● ENCARGO
Actualiza los datos de más abajo, empezando en la línea que contiene "the player's ear" y terminando en la que contiene "xmin=835 ymin=252 xmax=934 ymax=466". Vuelve a escribir solo esas líneas, con "bother" cambiado por "hassle" y todo lo demás igual.

● DATOS MOSTRADOS
◆ ◆ ◆ ◆
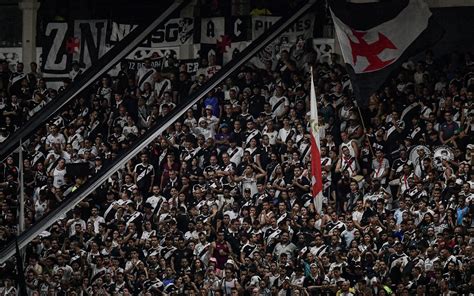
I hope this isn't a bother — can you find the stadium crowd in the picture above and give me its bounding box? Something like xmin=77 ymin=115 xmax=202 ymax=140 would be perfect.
xmin=0 ymin=40 xmax=474 ymax=296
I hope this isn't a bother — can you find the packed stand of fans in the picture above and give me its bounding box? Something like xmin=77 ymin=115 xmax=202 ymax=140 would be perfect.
xmin=0 ymin=42 xmax=474 ymax=295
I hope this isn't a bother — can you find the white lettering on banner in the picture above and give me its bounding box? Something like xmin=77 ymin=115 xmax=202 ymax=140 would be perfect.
xmin=201 ymin=17 xmax=225 ymax=44
xmin=151 ymin=18 xmax=194 ymax=47
xmin=74 ymin=20 xmax=107 ymax=69
xmin=109 ymin=18 xmax=194 ymax=47
xmin=234 ymin=19 xmax=242 ymax=37
xmin=43 ymin=23 xmax=68 ymax=72
xmin=110 ymin=22 xmax=138 ymax=42
xmin=126 ymin=47 xmax=179 ymax=70
xmin=252 ymin=13 xmax=314 ymax=42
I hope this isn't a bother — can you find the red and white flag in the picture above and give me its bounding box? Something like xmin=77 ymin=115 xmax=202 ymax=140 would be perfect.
xmin=310 ymin=69 xmax=323 ymax=213
xmin=328 ymin=0 xmax=444 ymax=106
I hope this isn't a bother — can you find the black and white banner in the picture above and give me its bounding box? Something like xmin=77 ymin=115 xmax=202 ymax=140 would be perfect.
xmin=125 ymin=47 xmax=179 ymax=71
xmin=200 ymin=17 xmax=225 ymax=44
xmin=108 ymin=18 xmax=194 ymax=47
xmin=73 ymin=20 xmax=107 ymax=69
xmin=252 ymin=13 xmax=314 ymax=42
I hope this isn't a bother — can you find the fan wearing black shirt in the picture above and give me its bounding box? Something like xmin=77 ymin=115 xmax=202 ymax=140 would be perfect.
xmin=133 ymin=153 xmax=155 ymax=194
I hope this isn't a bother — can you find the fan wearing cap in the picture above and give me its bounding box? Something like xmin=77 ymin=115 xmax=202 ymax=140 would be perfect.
xmin=192 ymin=117 xmax=215 ymax=139
xmin=203 ymin=90 xmax=221 ymax=117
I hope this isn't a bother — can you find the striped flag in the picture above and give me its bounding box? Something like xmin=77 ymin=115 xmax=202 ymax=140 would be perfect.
xmin=310 ymin=68 xmax=323 ymax=213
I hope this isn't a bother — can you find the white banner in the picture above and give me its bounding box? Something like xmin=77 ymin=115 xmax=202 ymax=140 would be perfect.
xmin=252 ymin=13 xmax=314 ymax=42
xmin=73 ymin=20 xmax=107 ymax=69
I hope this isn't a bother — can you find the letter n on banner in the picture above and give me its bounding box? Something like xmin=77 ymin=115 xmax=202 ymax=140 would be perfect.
xmin=74 ymin=20 xmax=108 ymax=69
xmin=41 ymin=22 xmax=70 ymax=74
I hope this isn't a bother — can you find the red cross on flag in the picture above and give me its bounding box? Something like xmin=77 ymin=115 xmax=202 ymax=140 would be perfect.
xmin=329 ymin=0 xmax=443 ymax=106
xmin=310 ymin=68 xmax=323 ymax=214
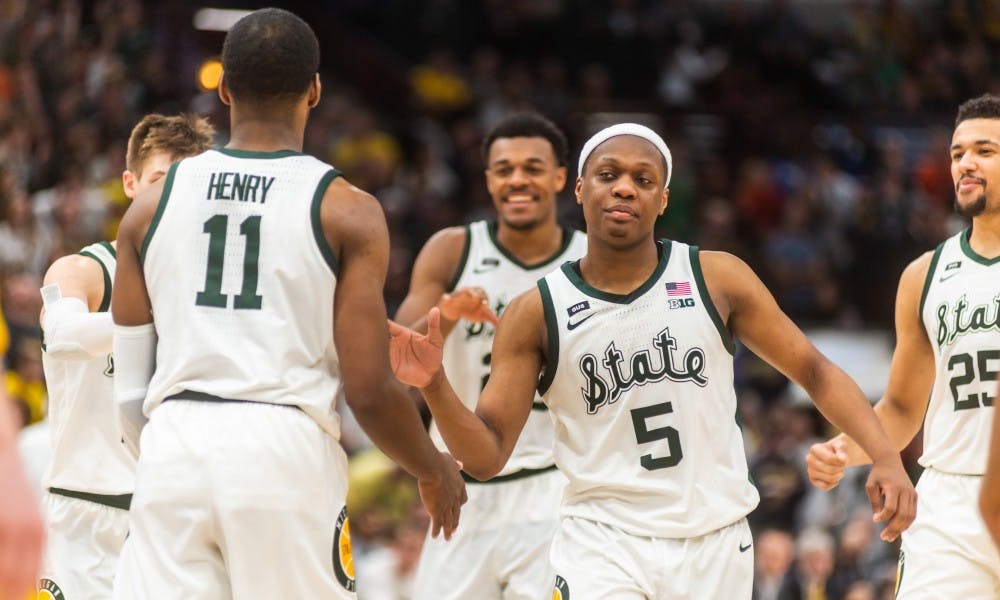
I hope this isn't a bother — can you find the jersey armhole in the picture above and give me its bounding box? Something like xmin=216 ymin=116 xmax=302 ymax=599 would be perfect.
xmin=917 ymin=242 xmax=945 ymax=323
xmin=445 ymin=223 xmax=472 ymax=292
xmin=139 ymin=161 xmax=181 ymax=265
xmin=688 ymin=246 xmax=736 ymax=355
xmin=538 ymin=278 xmax=559 ymax=396
xmin=77 ymin=250 xmax=111 ymax=312
xmin=309 ymin=169 xmax=340 ymax=277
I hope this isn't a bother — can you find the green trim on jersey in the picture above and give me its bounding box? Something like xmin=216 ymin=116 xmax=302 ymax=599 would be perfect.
xmin=216 ymin=148 xmax=305 ymax=158
xmin=538 ymin=278 xmax=559 ymax=396
xmin=97 ymin=240 xmax=118 ymax=260
xmin=486 ymin=221 xmax=573 ymax=271
xmin=77 ymin=250 xmax=111 ymax=312
xmin=917 ymin=242 xmax=944 ymax=323
xmin=139 ymin=161 xmax=181 ymax=264
xmin=447 ymin=224 xmax=472 ymax=292
xmin=309 ymin=169 xmax=340 ymax=277
xmin=688 ymin=246 xmax=736 ymax=355
xmin=560 ymin=240 xmax=673 ymax=304
xmin=958 ymin=227 xmax=1000 ymax=267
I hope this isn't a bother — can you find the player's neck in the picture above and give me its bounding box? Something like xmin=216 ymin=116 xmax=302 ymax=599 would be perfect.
xmin=226 ymin=115 xmax=305 ymax=152
xmin=580 ymin=237 xmax=660 ymax=294
xmin=969 ymin=212 xmax=1000 ymax=258
xmin=497 ymin=221 xmax=564 ymax=265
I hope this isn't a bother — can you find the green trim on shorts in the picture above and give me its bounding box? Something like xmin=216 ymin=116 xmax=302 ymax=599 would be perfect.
xmin=49 ymin=488 xmax=132 ymax=510
xmin=462 ymin=465 xmax=556 ymax=483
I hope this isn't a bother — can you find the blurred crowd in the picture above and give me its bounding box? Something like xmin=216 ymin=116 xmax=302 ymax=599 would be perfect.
xmin=0 ymin=0 xmax=1000 ymax=600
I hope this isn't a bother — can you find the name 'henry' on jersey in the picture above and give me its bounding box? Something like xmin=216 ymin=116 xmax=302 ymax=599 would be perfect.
xmin=538 ymin=240 xmax=759 ymax=538
xmin=142 ymin=148 xmax=340 ymax=438
xmin=920 ymin=230 xmax=1000 ymax=475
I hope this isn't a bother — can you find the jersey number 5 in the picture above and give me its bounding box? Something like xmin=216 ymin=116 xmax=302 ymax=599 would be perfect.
xmin=631 ymin=402 xmax=684 ymax=471
xmin=194 ymin=215 xmax=263 ymax=310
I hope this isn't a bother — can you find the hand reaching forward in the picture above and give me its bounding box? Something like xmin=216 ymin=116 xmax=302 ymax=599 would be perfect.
xmin=438 ymin=287 xmax=500 ymax=327
xmin=865 ymin=454 xmax=917 ymax=542
xmin=417 ymin=452 xmax=469 ymax=540
xmin=806 ymin=441 xmax=847 ymax=491
xmin=389 ymin=307 xmax=444 ymax=388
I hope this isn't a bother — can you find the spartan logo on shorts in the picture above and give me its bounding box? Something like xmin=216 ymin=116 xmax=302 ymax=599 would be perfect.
xmin=552 ymin=575 xmax=569 ymax=600
xmin=333 ymin=506 xmax=356 ymax=592
xmin=35 ymin=579 xmax=66 ymax=600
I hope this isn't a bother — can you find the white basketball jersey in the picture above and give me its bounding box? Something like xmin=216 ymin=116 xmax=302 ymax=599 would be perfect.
xmin=538 ymin=240 xmax=759 ymax=538
xmin=920 ymin=230 xmax=1000 ymax=475
xmin=42 ymin=242 xmax=135 ymax=496
xmin=142 ymin=148 xmax=340 ymax=438
xmin=431 ymin=221 xmax=587 ymax=476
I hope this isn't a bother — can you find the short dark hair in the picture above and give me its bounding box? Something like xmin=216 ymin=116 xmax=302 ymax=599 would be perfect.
xmin=482 ymin=111 xmax=567 ymax=167
xmin=222 ymin=8 xmax=319 ymax=103
xmin=125 ymin=114 xmax=215 ymax=177
xmin=955 ymin=94 xmax=1000 ymax=127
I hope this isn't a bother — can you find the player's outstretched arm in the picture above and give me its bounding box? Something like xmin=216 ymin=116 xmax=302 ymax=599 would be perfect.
xmin=701 ymin=252 xmax=917 ymax=541
xmin=395 ymin=227 xmax=499 ymax=337
xmin=0 ymin=392 xmax=45 ymax=598
xmin=979 ymin=386 xmax=1000 ymax=548
xmin=320 ymin=179 xmax=466 ymax=538
xmin=391 ymin=289 xmax=545 ymax=480
xmin=39 ymin=254 xmax=113 ymax=360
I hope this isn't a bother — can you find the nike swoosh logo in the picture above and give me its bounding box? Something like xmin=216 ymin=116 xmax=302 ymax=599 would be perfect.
xmin=566 ymin=313 xmax=597 ymax=331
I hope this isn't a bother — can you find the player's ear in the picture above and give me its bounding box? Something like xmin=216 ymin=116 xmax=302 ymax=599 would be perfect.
xmin=122 ymin=169 xmax=139 ymax=200
xmin=309 ymin=73 xmax=323 ymax=108
xmin=219 ymin=71 xmax=233 ymax=106
xmin=556 ymin=167 xmax=566 ymax=192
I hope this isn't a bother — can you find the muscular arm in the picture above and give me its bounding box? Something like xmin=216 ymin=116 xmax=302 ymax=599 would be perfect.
xmin=701 ymin=252 xmax=898 ymax=460
xmin=320 ymin=179 xmax=452 ymax=480
xmin=979 ymin=387 xmax=1000 ymax=548
xmin=420 ymin=289 xmax=546 ymax=480
xmin=395 ymin=227 xmax=466 ymax=337
xmin=701 ymin=252 xmax=916 ymax=541
xmin=39 ymin=254 xmax=112 ymax=360
xmin=835 ymin=252 xmax=934 ymax=466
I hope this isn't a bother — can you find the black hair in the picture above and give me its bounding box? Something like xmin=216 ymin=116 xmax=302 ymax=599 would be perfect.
xmin=955 ymin=94 xmax=1000 ymax=127
xmin=481 ymin=111 xmax=567 ymax=167
xmin=222 ymin=8 xmax=319 ymax=103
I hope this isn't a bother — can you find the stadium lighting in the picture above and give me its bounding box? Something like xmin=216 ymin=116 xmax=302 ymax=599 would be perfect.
xmin=194 ymin=8 xmax=252 ymax=31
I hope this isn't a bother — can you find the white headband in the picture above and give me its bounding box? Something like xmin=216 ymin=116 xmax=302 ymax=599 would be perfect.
xmin=577 ymin=123 xmax=674 ymax=188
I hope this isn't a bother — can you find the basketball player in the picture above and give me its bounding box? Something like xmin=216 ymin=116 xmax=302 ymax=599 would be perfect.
xmin=38 ymin=115 xmax=214 ymax=598
xmin=112 ymin=9 xmax=465 ymax=599
xmin=0 ymin=380 xmax=45 ymax=600
xmin=806 ymin=95 xmax=1000 ymax=598
xmin=390 ymin=123 xmax=915 ymax=600
xmin=979 ymin=382 xmax=1000 ymax=548
xmin=396 ymin=113 xmax=587 ymax=600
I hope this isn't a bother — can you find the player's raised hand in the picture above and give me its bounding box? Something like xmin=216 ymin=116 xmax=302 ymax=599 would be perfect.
xmin=389 ymin=308 xmax=444 ymax=388
xmin=806 ymin=440 xmax=847 ymax=491
xmin=417 ymin=452 xmax=469 ymax=540
xmin=865 ymin=454 xmax=917 ymax=542
xmin=437 ymin=287 xmax=500 ymax=327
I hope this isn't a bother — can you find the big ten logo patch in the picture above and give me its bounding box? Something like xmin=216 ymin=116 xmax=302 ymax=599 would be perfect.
xmin=552 ymin=575 xmax=569 ymax=600
xmin=333 ymin=506 xmax=356 ymax=592
xmin=35 ymin=579 xmax=66 ymax=600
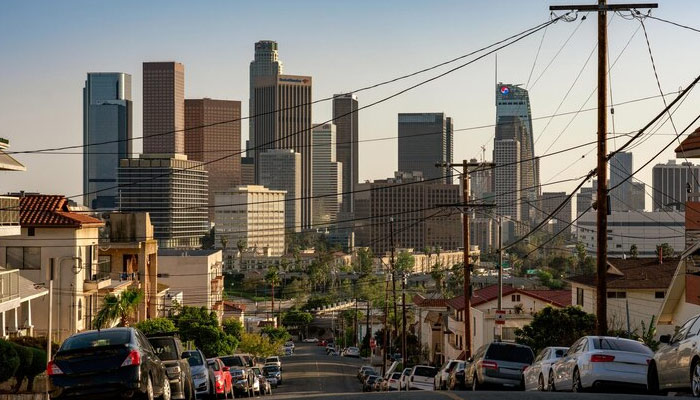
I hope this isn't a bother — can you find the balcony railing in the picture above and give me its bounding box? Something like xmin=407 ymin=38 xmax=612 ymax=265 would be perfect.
◆ ◆ ◆ ◆
● RESULTADO FINAL
I hope this isn't a hassle — can you find the player's ear in the picture above and give me its bounding box? Something like xmin=216 ymin=116 xmax=302 ymax=599 would be perfect.
xmin=122 ymin=169 xmax=139 ymax=200
xmin=309 ymin=73 xmax=323 ymax=108
xmin=219 ymin=71 xmax=233 ymax=106
xmin=556 ymin=167 xmax=566 ymax=192
I hope this isn't a hassle — can you find the muscular arm in the picture above and give me its bounding box? Something like xmin=216 ymin=116 xmax=302 ymax=599 would be perfect.
xmin=701 ymin=252 xmax=898 ymax=460
xmin=320 ymin=179 xmax=452 ymax=480
xmin=979 ymin=387 xmax=1000 ymax=548
xmin=420 ymin=289 xmax=546 ymax=480
xmin=395 ymin=227 xmax=466 ymax=337
xmin=701 ymin=252 xmax=916 ymax=541
xmin=39 ymin=254 xmax=112 ymax=360
xmin=835 ymin=252 xmax=934 ymax=466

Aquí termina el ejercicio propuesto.